**Task objective:** Continue the following text about the concussion study's findings and limitations, starting after its last sentence.

**Extracted text:**
Another possible explanation for this curious result is that there is uncertainty in the literature of the definition of PCS.39 PCS is a clinical diagnosis, representing signs and symptoms and a subsequent decision made by a physician. The current study utilized medical charts from multiple physicians and because PCS is a clinical diagnosis and is considered a syndrome, the diagnosis may have varied from one physician to another. Another possible explanation is that subjects with higher initial scores on the PCSS may have been treated more conservatively. The typical protocol following a concussion is physical and mental rest.8,12,40–42 The individuals with few impairments, as measured by the battery of tests, may have begun activity earlier than those with multiple impairments, or they may not have followed the protocol as closely because they were less symptomatic.
This study was retrospective in nature, which reduces the amount of control over extraneous variables such as post-concussive treatment. This is evident by the large variance in time from initial visit to final visit. Also, the inclusion criteria required subjects to have at least two visits during a single episode of care in which all three of the tests were performed. There is the risk that certain subjects performed these tests multiple times because of poor performance during the initial test. This may have skewed the data to include patients with a higher level of impairment. Also, the patients who were experiencing less impairment after a single visit may not have returned for a second visit.

[Entries taken from a collection]
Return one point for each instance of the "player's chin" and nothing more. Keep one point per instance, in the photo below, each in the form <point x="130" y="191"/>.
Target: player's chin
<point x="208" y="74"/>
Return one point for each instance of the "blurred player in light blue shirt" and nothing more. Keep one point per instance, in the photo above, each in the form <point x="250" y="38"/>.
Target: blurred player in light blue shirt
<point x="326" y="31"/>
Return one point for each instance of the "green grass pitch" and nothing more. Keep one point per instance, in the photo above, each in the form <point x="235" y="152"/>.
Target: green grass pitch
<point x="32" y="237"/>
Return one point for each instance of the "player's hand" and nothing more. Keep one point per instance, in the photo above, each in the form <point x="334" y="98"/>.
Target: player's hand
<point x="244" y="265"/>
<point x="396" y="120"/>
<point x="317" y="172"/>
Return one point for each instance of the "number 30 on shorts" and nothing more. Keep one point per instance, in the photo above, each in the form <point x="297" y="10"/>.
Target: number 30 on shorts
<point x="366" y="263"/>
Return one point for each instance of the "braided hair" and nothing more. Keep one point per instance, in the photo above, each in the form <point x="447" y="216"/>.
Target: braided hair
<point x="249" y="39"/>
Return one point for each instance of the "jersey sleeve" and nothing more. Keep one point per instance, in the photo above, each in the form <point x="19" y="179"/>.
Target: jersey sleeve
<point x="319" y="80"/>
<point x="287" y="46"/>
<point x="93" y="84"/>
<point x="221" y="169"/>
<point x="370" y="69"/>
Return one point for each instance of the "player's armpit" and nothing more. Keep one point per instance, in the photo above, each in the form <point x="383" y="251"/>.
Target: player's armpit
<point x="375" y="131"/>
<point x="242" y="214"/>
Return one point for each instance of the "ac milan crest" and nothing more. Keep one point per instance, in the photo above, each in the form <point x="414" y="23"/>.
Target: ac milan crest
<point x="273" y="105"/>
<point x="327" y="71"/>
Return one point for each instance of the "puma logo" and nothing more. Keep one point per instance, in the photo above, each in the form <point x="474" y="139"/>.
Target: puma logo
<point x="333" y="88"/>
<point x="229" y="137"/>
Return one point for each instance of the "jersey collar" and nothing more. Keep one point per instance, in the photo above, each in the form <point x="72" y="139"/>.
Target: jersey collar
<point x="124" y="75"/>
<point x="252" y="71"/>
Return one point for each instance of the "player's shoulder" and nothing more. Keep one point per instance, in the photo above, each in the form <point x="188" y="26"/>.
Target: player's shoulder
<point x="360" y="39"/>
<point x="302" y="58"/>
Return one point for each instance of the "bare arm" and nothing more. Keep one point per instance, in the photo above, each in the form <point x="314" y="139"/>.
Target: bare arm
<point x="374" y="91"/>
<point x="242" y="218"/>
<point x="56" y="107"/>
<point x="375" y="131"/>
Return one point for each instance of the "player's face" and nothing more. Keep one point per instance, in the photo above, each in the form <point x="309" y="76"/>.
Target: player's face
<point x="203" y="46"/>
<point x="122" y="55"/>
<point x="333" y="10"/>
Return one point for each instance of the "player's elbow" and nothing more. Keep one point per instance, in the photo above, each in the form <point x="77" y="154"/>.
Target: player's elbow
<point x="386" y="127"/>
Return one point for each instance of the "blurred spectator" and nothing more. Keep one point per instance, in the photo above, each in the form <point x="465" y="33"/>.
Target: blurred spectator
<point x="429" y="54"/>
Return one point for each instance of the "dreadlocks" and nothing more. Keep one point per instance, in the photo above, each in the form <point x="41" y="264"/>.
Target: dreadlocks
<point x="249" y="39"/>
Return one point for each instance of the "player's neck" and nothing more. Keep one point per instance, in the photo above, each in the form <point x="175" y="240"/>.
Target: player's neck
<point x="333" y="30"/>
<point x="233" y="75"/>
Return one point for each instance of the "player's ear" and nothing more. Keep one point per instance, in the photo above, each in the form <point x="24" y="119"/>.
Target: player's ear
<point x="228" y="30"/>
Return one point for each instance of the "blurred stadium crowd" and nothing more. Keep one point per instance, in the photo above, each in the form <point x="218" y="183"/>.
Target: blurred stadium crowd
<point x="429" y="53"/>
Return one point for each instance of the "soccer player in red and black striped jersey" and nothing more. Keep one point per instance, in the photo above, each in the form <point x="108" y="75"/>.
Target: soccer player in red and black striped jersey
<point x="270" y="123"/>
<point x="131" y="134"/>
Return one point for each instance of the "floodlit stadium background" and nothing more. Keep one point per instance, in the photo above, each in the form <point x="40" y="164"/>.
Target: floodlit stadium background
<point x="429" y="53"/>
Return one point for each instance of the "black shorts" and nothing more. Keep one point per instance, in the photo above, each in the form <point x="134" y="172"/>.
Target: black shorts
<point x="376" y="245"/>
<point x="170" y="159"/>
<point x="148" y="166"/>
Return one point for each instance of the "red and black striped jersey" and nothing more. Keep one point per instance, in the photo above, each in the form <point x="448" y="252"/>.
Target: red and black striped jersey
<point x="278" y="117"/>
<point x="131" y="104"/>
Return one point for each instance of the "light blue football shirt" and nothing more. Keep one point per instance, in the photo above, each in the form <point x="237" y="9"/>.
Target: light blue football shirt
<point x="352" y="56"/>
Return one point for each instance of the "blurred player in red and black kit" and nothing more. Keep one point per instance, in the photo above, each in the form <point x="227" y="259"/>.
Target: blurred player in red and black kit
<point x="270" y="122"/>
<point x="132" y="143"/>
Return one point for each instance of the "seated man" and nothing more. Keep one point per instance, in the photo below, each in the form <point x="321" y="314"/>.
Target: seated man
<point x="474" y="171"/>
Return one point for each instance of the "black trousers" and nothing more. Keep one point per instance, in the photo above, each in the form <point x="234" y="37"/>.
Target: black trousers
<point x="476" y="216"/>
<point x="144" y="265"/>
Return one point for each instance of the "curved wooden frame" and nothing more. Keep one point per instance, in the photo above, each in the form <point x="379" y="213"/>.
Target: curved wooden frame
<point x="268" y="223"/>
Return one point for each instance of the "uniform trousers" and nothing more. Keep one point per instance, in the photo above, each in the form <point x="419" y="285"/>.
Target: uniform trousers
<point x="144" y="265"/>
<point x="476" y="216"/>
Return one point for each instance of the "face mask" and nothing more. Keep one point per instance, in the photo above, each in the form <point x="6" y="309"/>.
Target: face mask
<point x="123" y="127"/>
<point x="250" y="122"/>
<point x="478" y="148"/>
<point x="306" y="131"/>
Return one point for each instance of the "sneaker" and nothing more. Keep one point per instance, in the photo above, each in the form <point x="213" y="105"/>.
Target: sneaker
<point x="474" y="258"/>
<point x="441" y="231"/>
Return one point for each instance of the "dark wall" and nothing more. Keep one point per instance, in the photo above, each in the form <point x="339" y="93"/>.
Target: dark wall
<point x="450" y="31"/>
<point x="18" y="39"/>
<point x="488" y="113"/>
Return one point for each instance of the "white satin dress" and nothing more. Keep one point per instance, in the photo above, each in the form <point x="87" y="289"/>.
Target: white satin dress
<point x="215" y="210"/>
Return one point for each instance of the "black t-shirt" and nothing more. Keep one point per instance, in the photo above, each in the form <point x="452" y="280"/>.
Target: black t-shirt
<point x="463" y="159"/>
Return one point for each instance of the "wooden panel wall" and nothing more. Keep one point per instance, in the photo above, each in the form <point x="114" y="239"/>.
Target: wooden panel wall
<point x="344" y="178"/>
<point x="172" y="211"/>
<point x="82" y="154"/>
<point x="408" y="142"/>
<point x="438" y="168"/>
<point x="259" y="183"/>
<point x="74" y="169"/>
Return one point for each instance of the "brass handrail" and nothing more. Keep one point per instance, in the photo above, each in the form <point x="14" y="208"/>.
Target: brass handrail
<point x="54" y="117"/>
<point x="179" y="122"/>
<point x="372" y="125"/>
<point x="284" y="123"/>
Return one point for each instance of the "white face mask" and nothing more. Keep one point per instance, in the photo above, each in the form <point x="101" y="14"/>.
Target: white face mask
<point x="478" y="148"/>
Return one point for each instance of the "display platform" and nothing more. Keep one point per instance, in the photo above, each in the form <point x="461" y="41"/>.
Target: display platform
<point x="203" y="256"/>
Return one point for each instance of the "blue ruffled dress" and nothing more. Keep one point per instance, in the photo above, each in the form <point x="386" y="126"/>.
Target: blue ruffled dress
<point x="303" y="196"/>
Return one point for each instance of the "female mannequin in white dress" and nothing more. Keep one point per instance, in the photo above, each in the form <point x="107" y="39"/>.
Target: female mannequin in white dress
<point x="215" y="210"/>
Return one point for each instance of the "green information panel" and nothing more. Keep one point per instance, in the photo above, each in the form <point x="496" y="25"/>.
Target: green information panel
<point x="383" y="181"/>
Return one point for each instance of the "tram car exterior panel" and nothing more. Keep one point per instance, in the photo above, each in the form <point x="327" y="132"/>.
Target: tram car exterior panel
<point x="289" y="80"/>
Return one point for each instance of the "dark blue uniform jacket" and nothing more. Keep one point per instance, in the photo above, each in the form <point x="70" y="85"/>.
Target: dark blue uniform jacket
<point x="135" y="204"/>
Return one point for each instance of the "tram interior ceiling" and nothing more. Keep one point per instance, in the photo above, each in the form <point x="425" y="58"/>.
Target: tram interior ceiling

**Exercise output:**
Following a concussion injury (in this sample of middle and high school aged athletes), a single clinical measurement tool does not appear to be adequate in order to accurately determine whether the resolution of symptoms and impairments is sufficient to permit a full return to activity. It is important to monitor progress using a battery of tests to ensure confidence of clinical decision making. Most concussion oriented clinical tests do not appear to have any predictive value for determining the risk of an individual for experiencing prolonged post-concussive symptoms. Future research is needed to identify variables that are associated with PCS and until this is more clearly identified individuals with concussion injuries should be treated with extreme caution and careful assessment should be conducted prior to return to activity.